• _JOBS_
[1] Answer these from the passage, giving each answer on its own line marked to match:
(a) What headline was put on the reporting of the nurse-family partnership policy?
(b) What did parents do after hearing that anyone who took part was a bad parent?
(c) Who is named as the winner of this week's 'worst article in the Observer' prize?
[2] Reproduce the passage verbatim from "The winner of" to "tolerance and integration.".

• _PASSAGE_
※ ※ ※

What I didn’t understand was the spin that had been put on reporting it - 'Unborn targeted in crackdown on criminality'. This doesn’t make much sense. The link between nurse-family partnerships and crime rates are likely to be at best tenuous, and having a nurse call round weekly to provide advice and support (with no special powers of sanction or punishment) is an odd sort of ‘crackdown on crime’. Why was it being reported this way?

And then I got to the Prime Minister’s quote, 'Some of these families actually cause wider social harms. The community in which they live suffers the consequences'. This policy was to be presented, not just as a way of helping families, but as a crackdown on bad parents and their criminal children.

He did this before, with the same policy, and the effect of this was to put parents off from taking part in this, and similar schemes run by charities. Hearing on the news that anyone who takes part in this is a bad parent and that the government thinks that your children will grow up to be criminals, parents took the obvious decision and stopped taking part.

It was a deliberate piece of spin for a cheap headline, it will do nothing to reduce fear of crime or make people think that the government is reducing anti-social behaviour, and it makes it less likely that the policy will succeed and less likely that the people who do benefit will think that the government is on their side. Of course tackling anti-social behaviour and crime is important, but there is no conceivable way that this policy can possibly make a meaningful difference to levels of crime and anti-social behaviour now or in the near future. Addressing crime and anti-social behaviour is important, but there is a difference between policies which will have a meaningful and visible impact on anti-social behaviour in the short term (like summer holiday activities for young people where there is nothing fun for them to do), and this sort of long term social policy.

The leftie/liberal media don't get a lot of credit out of this - the Guardian wouldn't have given prominence to this story if it hadn't had an angle about crime just as the Observer gave prominence to the housing story on Sunday because it was about immigration. But we have got to stop being scared to justify policies which promote social justice purely and simply on the good that they will do. Nurse-family partnerships should be a good story about something that the government is doing to help close the gap and support people when they need it most, not as an ineffectual crackdown on the undeserving poor.

Monday, May 21, 2007

Allocations

The winner of this week’s ‘worst article in the Observer’ prize is Margaret Hodge. If you haven’t seen it, she calls for a ‘rebalancing’ of allocations for social housing to prioritise long term British residents over those in most need, which she says will lead to better tolerance and integration.

I suppose it is too much to ask for Hodge to have reflected on the last time that she had a bit of a public think about this subject, which helped the fascists get a few more councillors than they otherwise might have done. The problem is not that housing is allocated on the basis of need, but that there aren’t enough houses to allocate. (As an interesting thought experiment – would Margaret Hodge have been given a column if instead of writing about the allocations system she had been arguing for building hundreds of thousands of new council houses?)

※ ※ ※

• _LISTED ENTRIES_
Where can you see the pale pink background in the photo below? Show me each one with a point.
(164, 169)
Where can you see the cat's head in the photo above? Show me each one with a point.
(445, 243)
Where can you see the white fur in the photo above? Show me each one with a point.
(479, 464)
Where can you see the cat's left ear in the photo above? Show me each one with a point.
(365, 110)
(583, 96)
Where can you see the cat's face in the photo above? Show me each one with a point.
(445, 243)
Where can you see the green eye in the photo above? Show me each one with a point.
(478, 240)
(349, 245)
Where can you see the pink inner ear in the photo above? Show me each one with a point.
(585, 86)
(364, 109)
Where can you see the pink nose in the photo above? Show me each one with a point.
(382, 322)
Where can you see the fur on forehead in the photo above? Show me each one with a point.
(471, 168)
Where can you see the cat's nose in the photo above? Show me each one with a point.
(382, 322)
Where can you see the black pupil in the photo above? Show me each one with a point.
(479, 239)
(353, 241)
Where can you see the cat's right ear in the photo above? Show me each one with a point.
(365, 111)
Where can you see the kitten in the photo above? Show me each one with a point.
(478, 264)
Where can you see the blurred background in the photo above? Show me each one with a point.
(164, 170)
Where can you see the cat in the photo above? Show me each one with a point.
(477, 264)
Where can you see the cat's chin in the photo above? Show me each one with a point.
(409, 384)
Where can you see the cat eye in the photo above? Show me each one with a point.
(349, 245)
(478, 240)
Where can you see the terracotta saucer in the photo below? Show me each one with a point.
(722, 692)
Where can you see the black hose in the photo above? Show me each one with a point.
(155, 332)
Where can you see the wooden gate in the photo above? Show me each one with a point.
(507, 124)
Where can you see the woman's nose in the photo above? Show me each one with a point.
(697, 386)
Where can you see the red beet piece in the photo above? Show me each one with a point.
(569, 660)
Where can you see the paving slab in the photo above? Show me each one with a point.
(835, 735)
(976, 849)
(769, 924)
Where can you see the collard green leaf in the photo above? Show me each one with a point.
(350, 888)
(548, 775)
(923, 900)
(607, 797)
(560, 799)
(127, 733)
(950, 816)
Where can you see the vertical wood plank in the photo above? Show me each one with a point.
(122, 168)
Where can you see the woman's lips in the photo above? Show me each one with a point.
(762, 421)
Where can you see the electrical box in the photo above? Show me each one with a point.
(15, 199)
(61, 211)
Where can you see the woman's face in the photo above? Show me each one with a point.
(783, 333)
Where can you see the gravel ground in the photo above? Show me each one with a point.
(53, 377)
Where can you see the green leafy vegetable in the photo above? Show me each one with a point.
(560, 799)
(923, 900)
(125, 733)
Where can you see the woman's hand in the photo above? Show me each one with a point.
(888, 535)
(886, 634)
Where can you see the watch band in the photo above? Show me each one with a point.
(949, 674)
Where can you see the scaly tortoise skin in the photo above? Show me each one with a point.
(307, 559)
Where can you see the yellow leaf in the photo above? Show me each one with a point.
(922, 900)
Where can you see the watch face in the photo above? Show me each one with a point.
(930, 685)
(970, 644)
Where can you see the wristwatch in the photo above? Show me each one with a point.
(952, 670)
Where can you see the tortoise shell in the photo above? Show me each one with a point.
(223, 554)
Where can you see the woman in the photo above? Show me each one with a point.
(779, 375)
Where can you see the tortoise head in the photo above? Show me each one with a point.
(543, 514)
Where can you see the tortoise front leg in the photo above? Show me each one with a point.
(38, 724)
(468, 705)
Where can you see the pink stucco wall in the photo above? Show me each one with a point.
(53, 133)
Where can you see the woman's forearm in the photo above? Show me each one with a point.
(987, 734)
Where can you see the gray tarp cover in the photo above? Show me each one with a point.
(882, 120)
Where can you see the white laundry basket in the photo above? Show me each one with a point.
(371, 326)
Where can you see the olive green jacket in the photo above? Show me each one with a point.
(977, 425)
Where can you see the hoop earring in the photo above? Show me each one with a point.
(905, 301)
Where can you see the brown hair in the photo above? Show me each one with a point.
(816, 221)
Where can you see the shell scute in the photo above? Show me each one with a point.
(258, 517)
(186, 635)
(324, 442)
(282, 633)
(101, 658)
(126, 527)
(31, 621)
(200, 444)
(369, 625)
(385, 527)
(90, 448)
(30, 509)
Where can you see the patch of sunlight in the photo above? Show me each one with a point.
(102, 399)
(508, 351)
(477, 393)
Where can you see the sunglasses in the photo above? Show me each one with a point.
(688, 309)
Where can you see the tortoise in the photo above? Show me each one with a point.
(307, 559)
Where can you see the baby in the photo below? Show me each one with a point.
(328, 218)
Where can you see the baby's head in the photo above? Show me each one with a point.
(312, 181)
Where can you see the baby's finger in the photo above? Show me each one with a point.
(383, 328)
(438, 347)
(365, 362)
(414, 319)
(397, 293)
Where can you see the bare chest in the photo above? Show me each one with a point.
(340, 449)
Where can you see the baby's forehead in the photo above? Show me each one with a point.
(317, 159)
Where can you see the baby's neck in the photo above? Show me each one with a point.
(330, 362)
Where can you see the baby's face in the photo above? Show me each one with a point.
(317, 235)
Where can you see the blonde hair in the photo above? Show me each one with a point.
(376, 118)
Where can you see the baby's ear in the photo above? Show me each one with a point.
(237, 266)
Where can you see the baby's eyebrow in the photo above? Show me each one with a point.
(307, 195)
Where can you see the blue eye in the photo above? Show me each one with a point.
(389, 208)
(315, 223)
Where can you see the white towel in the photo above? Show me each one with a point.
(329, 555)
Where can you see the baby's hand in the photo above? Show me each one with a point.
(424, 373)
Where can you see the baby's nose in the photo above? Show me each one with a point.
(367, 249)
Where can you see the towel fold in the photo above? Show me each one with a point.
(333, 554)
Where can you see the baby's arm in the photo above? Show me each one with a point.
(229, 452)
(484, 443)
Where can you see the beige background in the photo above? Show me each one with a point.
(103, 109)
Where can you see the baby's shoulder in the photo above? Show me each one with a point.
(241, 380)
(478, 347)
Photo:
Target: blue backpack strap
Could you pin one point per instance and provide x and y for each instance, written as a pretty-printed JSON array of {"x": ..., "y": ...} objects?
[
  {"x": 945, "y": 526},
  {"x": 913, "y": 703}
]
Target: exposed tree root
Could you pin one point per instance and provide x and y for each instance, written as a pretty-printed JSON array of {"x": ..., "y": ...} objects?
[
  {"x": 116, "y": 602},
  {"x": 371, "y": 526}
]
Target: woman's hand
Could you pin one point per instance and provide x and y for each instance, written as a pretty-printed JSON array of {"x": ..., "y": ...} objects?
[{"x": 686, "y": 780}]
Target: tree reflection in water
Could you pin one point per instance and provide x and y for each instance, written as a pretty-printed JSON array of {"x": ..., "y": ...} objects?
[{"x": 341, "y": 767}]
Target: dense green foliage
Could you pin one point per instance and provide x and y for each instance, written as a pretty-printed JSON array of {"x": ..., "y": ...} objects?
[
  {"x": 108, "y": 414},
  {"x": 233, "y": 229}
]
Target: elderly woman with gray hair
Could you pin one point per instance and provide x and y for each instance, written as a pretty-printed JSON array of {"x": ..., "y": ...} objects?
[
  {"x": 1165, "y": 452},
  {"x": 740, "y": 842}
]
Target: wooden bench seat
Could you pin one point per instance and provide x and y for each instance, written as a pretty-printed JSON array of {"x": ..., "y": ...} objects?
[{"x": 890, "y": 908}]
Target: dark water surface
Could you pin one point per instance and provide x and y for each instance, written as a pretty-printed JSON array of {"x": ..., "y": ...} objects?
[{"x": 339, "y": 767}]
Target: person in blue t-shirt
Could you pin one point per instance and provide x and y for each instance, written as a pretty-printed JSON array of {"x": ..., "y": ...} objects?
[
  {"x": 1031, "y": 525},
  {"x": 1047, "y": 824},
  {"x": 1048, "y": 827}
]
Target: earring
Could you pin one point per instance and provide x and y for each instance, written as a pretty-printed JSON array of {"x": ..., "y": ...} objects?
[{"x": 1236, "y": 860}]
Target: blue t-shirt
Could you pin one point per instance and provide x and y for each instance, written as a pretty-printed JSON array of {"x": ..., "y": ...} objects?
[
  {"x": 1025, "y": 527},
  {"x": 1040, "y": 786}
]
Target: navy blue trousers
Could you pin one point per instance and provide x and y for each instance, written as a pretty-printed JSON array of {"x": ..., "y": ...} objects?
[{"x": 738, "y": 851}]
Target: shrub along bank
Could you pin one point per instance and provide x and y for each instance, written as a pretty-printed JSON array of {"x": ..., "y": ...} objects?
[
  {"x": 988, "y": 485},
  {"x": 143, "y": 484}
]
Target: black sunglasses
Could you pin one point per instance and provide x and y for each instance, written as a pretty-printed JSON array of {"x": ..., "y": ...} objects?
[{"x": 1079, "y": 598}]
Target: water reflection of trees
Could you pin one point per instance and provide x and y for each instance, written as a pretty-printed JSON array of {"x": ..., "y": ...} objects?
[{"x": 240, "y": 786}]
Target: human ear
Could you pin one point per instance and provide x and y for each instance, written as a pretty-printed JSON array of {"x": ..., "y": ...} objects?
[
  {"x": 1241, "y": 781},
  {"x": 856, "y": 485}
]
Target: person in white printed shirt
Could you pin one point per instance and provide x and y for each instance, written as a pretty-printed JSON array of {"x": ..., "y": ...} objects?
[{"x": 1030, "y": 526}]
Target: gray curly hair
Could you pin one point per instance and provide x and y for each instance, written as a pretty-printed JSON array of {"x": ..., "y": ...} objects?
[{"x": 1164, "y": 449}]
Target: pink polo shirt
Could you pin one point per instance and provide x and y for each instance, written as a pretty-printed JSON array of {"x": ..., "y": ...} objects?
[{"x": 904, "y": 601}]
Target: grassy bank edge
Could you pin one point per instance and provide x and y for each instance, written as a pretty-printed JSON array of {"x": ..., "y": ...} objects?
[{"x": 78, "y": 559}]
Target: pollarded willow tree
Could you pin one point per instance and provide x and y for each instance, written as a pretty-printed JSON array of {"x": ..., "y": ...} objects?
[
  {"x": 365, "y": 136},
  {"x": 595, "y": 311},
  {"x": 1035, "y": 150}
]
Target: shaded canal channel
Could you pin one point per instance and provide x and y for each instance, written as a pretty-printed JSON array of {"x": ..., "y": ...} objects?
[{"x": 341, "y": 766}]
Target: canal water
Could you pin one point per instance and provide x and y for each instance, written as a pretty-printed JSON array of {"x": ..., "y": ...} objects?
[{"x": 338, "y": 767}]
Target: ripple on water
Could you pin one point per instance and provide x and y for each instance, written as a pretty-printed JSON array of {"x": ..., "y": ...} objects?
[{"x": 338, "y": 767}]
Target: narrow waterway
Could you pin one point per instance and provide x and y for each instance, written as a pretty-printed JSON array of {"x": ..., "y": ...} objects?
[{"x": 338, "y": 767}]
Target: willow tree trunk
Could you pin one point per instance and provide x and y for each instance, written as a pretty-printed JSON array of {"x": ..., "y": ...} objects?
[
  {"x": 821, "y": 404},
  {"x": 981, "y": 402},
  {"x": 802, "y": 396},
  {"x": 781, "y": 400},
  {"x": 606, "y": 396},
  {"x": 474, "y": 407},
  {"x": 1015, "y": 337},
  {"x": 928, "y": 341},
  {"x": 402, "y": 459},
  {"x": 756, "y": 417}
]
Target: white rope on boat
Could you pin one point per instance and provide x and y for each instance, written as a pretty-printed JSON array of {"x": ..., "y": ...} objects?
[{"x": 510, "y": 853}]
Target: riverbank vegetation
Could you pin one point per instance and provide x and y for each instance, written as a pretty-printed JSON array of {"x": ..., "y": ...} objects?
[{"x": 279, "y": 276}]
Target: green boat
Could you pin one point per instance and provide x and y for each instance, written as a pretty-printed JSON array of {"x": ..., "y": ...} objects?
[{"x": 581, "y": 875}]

※ ※ ※

• _ANSWERS FOR THE EXERCISE_
[1]
(a) 'Unborn targeted in crackdown on criminality'
(b) They stopped taking part.
(c) Margaret Hodge

[2]
The winner of this week’s ‘worst article in the Observer’ prize is Margaret Hodge. If you haven’t seen it, she calls for a ‘rebalancing’ of allocations for social housing to prioritise long term British residents over those in most need, which she says will lead to better tolerance and integration.